Selected text:
+++

Thanks for the suggestion, I'll definitely check out this pillow.

------
neonate
[http://archive.is/3JXLJ](http://archive.is/3JXLJ)

------
DenisM
Another thing that helps with anxiety is the psychiatry and psychotherapy
combo. It helps with sleep as well, consequently.

If you haven’t tried it yet you stand a great chance of significant
improvement, both from medication and therapy. The key to getting good help is
a) convincing the doctor you need help and b) convincing yourself you need
help.

The doctor part is simple - you need to demonstrate tangible effect on quality
of life. Does your condition make you late or no-show for work? Avoid social
situation? Something tangible, not just “I’m so anxious all the time”. It also
helps to keep a sleep journal, it can used as evidence of QOL impact if you
sleep 4 hours per night.

Convincing the patient who is not already convinced is near-impossible using
standard rhetoric. The only thing I know to work is peer pressure - unearth
three friends who already went through the therapy and the frightened mind of
the sufferer might follow the herd. Which is why it’s important to talk about
it.

------
johnchristopher
Anecdotal: I love getting under the blanket but for some reasons I had to
learn to sleep without one last year and it took a week for sleep to come in
less than 5 minutes (as per my usual habit). Even though I am using blanket
again I now can easily fall asleep when it's hot or if I don't have one.

------
amelius
Could it also help with bruxism?

EDIT: Unrelated but, wow, there's even a book about weighted blankets:
[https://www.amazon.com/Weighted-Blanket-Guide-Everything-
Con...](https://www.amazon.com/Weighted-Blanket-Guide-Everything-
Conditions/dp/1849057184)

+++

Tasks to complete:
(1) List every username shown at the head of a post in the forum thread.
(2) Rewrite the forum thread starting with "EDIT: Unrelated but, wow, there's" and going on through "Conditions/dp/1849057184)", swapping "book" for "guide".

+++

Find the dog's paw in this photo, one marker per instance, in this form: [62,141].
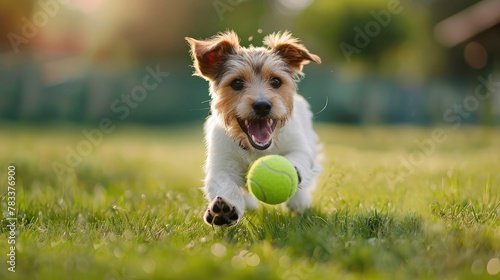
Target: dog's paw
[220,213]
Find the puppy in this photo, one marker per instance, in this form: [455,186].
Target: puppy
[255,111]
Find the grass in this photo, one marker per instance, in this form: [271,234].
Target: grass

+++

Solutions to the exercise:
(1) neonate, DenisM, johnchristopher, amelius

(2)
EDIT: Unrelated but, wow, there's even a guide about weighted blankets:
[https://www.amazon.com/Weighted-Blanket-Guide-Everything-
Con...](https://www.amazon.com/Weighted-Blanket-Guide-Everything-
Conditions/dp/1849057184)